---------- Task inputs ----------
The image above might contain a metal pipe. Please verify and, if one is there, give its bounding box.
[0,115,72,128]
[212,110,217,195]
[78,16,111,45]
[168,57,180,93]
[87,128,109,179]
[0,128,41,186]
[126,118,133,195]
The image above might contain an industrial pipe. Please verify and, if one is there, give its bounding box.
----------
Rewrite the listing above, substituting "tube" for "pipe" wherever it appears and leaving everything else unchanged.

The image above might contain a metal tube. Please verify and, if one is there, give its bounding box.
[0,115,72,128]
[212,110,217,195]
[78,16,111,45]
[168,57,180,93]
[87,128,109,179]
[0,128,41,186]
[126,118,133,195]
The image above might contain an industrial tube. Please verify and, if one is there, give its bounding box.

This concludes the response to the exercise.